Description of the task: Could you convert the listing, from its first line up to and including the line with "output: one JSON", into a numbered list with any blank lines left out?

Labeled area outline listing:
◆ ◆ ◆ ◆ ◆ ◆ ◆
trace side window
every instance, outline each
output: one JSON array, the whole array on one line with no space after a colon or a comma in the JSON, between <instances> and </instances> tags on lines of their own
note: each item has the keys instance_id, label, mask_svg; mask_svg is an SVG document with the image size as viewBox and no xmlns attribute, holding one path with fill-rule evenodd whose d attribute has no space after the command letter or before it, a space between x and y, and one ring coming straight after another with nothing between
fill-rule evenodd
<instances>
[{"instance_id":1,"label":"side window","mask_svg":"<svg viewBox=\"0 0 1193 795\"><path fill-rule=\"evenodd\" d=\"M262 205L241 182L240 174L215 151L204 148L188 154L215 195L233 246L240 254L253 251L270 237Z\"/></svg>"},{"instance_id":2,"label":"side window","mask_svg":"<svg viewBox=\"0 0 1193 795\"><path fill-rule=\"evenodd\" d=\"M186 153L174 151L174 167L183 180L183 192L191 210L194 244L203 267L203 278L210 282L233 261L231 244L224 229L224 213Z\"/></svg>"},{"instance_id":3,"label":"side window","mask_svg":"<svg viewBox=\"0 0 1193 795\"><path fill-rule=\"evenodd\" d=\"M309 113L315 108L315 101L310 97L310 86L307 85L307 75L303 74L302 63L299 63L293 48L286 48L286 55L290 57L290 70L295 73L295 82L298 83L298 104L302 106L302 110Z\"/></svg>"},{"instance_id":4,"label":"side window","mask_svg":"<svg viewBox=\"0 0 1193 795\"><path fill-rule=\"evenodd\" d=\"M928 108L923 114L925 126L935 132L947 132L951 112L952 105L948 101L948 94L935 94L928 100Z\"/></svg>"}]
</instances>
◆ ◆ ◆ ◆ ◆ ◆ ◆
Reply:
1. trace side window
2. every instance, outline each
3. output: one JSON array, the whole array on one line with no space after a colon or a comma in the JSON, between <instances> and </instances> tags on lines of their own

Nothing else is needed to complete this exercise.